# [WORK INSTRUCTIONS]
• a. From the stuffed squash post, return the text between "Today’s stuffing consisted" and "but not much.", inclusive.
• b. In the stuffed squash post, how far into the cooking time was more very hot water added?

As I mentioned in a previous post, stuffed squash is one of my favorite solar cooked fall lunches.

The possible combinations for fillings are endless. Don’t have squash? Bell peppers are good for stuffing too. And they cook faster. Today I used both – and accomplished two good things. First, we enjoyed a satisfying, tasty lunch, and second, I saved some tomatoes, peppers, and cheese from turning into science projects in my fridge.

Today’s stuffing consisted of couscous, canned chickpeas, tomatoes, and goat cheese. Just mix everything together, add a little hot water, stuff the veggies, cover and pop it in the Sun Oven. The only tricky part is figuring out how much water to add. It depends a lot on what’s in the filling. But don’t let that stop you. I underestimated the amount today and was able to remedy the situation by adding a little more, very hot, water about 45 minutes into the cooking time. The peppers were ready with another 5 minutes of cooking. The squash took a little longer, but not much.

# [DATA SECTION]
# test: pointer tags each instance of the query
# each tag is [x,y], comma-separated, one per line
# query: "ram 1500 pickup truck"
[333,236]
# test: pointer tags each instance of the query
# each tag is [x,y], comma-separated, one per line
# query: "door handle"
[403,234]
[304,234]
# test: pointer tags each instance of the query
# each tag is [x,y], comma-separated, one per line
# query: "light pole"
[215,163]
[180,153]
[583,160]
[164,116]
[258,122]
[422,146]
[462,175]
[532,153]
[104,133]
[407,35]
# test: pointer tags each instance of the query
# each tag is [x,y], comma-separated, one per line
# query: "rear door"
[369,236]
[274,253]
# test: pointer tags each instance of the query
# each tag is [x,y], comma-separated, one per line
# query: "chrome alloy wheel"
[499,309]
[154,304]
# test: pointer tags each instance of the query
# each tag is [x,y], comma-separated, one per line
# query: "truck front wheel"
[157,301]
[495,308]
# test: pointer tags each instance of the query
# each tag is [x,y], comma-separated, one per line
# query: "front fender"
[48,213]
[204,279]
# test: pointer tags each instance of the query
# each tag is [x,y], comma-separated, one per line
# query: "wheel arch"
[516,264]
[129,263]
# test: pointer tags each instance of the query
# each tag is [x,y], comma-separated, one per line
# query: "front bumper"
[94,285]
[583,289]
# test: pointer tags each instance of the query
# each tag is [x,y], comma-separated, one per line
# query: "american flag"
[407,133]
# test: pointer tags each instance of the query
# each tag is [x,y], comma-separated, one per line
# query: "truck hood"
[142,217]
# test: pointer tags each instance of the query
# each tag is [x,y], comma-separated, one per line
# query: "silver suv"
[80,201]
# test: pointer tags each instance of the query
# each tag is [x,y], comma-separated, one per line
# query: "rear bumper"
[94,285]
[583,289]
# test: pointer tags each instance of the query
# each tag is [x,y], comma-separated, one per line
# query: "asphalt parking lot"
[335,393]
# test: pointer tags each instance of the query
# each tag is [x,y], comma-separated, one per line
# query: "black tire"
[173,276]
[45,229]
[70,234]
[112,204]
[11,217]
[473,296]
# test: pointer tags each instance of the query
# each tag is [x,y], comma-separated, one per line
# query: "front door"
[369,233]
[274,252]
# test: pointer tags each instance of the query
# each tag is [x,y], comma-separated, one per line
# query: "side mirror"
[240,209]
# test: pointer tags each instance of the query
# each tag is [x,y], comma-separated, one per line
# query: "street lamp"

...

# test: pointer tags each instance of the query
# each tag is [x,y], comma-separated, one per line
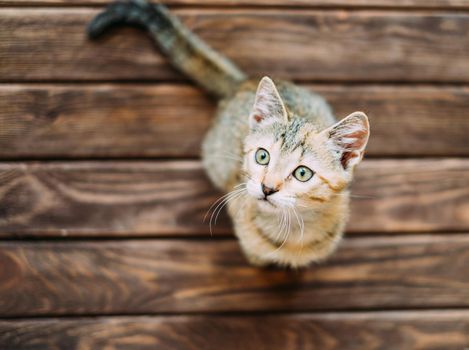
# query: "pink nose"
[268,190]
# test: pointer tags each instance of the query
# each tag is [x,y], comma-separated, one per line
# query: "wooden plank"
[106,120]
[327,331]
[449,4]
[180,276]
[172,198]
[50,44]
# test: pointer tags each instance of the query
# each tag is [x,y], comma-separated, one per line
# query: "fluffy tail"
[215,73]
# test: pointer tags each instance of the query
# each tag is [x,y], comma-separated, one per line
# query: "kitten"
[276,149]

# [SET OF ANSWERS]
• a.
Today’s stuffing consisted of couscous, canned chickpeas, tomatoes, and goat cheese. Just mix everything together, add a little hot water, stuff the veggies, cover and pop it in the Sun Oven. The only tricky part is figuring out how much water to add. It depends a lot on what’s in the filling. But don’t let that stop you. I underestimated the amount today and was able to remedy the situation by adding a little more, very hot, water about 45 minutes into the cooking time. The peppers were ready with another 5 minutes of cooking. The squash took a little longer, but not much.

• b. About 45 minutes into the cooking time.